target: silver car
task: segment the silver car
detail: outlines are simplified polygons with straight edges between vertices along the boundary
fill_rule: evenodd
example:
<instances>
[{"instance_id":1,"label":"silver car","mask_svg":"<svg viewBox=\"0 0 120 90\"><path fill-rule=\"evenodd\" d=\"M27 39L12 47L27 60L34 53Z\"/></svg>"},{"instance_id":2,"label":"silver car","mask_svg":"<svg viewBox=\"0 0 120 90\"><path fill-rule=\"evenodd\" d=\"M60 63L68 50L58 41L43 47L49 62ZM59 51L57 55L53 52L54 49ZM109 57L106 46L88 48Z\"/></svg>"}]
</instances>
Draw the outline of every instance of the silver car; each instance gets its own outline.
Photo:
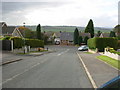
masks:
<instances>
[{"instance_id":1,"label":"silver car","mask_svg":"<svg viewBox=\"0 0 120 90\"><path fill-rule=\"evenodd\" d=\"M87 51L88 50L88 46L87 45L82 45L78 48L78 51Z\"/></svg>"}]
</instances>

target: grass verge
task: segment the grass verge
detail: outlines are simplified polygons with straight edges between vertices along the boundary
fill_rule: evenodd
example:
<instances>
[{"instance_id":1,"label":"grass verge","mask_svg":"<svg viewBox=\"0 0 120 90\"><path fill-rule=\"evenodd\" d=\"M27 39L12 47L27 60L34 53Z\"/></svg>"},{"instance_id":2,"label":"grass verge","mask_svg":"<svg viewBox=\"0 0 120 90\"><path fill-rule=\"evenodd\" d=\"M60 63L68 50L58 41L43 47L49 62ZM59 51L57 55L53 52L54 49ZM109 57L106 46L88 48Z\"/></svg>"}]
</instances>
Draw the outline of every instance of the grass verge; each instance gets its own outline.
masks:
<instances>
[{"instance_id":1,"label":"grass verge","mask_svg":"<svg viewBox=\"0 0 120 90\"><path fill-rule=\"evenodd\" d=\"M86 53L86 54L93 54L93 53L91 53L91 52L84 52L84 53Z\"/></svg>"},{"instance_id":2,"label":"grass verge","mask_svg":"<svg viewBox=\"0 0 120 90\"><path fill-rule=\"evenodd\" d=\"M113 58L110 58L108 56L104 56L104 55L101 55L101 56L97 56L97 59L100 59L110 65L112 65L113 67L117 68L120 70L120 61L119 60L116 60L116 59L113 59Z\"/></svg>"},{"instance_id":3,"label":"grass verge","mask_svg":"<svg viewBox=\"0 0 120 90\"><path fill-rule=\"evenodd\" d=\"M30 53L36 53L36 52L46 52L47 50L41 50L41 51L30 51L28 53L17 53L17 54L21 54L21 55L26 55L26 54L30 54Z\"/></svg>"}]
</instances>

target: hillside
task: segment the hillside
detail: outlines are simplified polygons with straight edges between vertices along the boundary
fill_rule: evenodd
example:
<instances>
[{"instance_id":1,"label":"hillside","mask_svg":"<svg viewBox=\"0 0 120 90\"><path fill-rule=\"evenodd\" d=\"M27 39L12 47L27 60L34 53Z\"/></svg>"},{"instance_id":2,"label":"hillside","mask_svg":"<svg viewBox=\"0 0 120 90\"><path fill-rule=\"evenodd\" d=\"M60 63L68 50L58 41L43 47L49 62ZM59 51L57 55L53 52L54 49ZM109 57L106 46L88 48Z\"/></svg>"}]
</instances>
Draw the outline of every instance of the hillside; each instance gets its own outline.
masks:
<instances>
[{"instance_id":1,"label":"hillside","mask_svg":"<svg viewBox=\"0 0 120 90\"><path fill-rule=\"evenodd\" d=\"M35 31L36 26L26 26L30 28L31 30ZM42 31L53 31L53 32L59 32L59 31L66 31L66 32L74 32L76 26L42 26ZM77 27L79 31L84 32L85 27ZM112 28L103 28L103 27L95 27L95 32L102 31L105 33L108 33L112 30Z\"/></svg>"}]
</instances>

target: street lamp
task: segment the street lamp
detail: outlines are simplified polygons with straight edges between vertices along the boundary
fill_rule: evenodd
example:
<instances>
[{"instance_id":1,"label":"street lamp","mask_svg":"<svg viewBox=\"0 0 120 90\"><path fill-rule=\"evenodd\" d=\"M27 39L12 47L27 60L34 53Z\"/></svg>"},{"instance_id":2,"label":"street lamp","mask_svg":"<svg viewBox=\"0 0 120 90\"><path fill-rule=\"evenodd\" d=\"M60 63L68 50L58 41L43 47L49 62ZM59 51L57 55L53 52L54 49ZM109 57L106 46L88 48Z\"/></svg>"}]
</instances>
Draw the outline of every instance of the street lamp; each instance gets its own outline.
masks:
<instances>
[{"instance_id":1,"label":"street lamp","mask_svg":"<svg viewBox=\"0 0 120 90\"><path fill-rule=\"evenodd\" d=\"M23 27L25 27L25 22L23 22ZM24 30L24 29L23 29ZM25 54L25 49L26 49L26 47L25 47L25 30L23 31L23 40L24 40L24 54Z\"/></svg>"}]
</instances>

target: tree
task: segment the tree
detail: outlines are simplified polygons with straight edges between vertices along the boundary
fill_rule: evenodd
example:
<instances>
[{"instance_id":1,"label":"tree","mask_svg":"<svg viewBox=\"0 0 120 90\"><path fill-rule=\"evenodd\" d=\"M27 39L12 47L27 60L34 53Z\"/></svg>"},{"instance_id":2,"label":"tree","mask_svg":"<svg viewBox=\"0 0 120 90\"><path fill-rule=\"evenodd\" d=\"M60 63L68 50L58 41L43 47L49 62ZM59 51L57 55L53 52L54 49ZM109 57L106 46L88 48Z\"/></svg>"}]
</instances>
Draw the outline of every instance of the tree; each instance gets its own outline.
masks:
<instances>
[{"instance_id":1,"label":"tree","mask_svg":"<svg viewBox=\"0 0 120 90\"><path fill-rule=\"evenodd\" d=\"M92 19L88 22L88 25L85 28L85 33L90 33L91 38L94 37L94 25Z\"/></svg>"},{"instance_id":2,"label":"tree","mask_svg":"<svg viewBox=\"0 0 120 90\"><path fill-rule=\"evenodd\" d=\"M101 33L102 33L101 31L98 31L97 32L97 37L99 37L101 35Z\"/></svg>"},{"instance_id":3,"label":"tree","mask_svg":"<svg viewBox=\"0 0 120 90\"><path fill-rule=\"evenodd\" d=\"M117 36L120 37L120 25L116 25L113 29L115 33L117 33Z\"/></svg>"},{"instance_id":4,"label":"tree","mask_svg":"<svg viewBox=\"0 0 120 90\"><path fill-rule=\"evenodd\" d=\"M115 32L110 31L110 37L116 37Z\"/></svg>"},{"instance_id":5,"label":"tree","mask_svg":"<svg viewBox=\"0 0 120 90\"><path fill-rule=\"evenodd\" d=\"M87 45L87 41L88 41L89 37L88 36L85 36L84 38L84 43Z\"/></svg>"},{"instance_id":6,"label":"tree","mask_svg":"<svg viewBox=\"0 0 120 90\"><path fill-rule=\"evenodd\" d=\"M83 38L82 38L82 36L79 36L79 38L78 38L78 44L80 45L82 42L83 42Z\"/></svg>"},{"instance_id":7,"label":"tree","mask_svg":"<svg viewBox=\"0 0 120 90\"><path fill-rule=\"evenodd\" d=\"M74 31L74 44L78 44L79 31L76 28Z\"/></svg>"},{"instance_id":8,"label":"tree","mask_svg":"<svg viewBox=\"0 0 120 90\"><path fill-rule=\"evenodd\" d=\"M32 30L27 27L18 27L19 31L23 35L24 38L31 38L32 37Z\"/></svg>"},{"instance_id":9,"label":"tree","mask_svg":"<svg viewBox=\"0 0 120 90\"><path fill-rule=\"evenodd\" d=\"M36 33L37 33L37 39L41 40L41 25L40 24L38 24L37 26Z\"/></svg>"}]
</instances>

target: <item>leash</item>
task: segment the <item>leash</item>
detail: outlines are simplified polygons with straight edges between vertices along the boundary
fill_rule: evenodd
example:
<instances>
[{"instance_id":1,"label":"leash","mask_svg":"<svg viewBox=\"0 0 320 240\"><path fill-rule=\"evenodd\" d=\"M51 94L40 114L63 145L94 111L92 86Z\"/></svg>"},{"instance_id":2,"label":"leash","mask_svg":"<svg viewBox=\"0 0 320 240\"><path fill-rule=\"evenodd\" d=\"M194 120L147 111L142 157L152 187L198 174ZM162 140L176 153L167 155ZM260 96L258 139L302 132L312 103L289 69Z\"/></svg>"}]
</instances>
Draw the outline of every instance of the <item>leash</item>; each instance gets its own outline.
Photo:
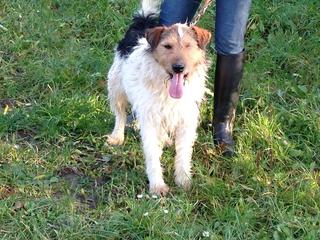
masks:
<instances>
[{"instance_id":1,"label":"leash","mask_svg":"<svg viewBox=\"0 0 320 240\"><path fill-rule=\"evenodd\" d=\"M192 22L190 23L190 26L194 26L198 23L200 18L205 14L208 7L213 3L213 0L206 0L200 10L198 11L198 14L193 18Z\"/></svg>"}]
</instances>

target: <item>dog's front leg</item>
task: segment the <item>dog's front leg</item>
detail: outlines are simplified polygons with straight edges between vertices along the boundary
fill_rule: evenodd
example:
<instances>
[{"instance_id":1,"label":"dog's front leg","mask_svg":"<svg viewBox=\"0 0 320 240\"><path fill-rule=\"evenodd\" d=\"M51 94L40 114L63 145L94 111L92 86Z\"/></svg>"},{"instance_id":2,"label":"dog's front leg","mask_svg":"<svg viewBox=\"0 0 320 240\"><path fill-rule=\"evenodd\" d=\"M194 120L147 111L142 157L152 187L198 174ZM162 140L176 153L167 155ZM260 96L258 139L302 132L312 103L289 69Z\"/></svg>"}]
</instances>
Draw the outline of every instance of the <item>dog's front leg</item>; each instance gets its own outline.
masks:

#### Task details:
Repeat exactly, and only, the lines of the records above, starting with the line that contains "Draw the outline of every instance of the <item>dog's" and ending with the final line, both included.

#### Solution to this task:
Draw the outline of every instance of the <item>dog's front leg</item>; each instance gets its own outline.
masks:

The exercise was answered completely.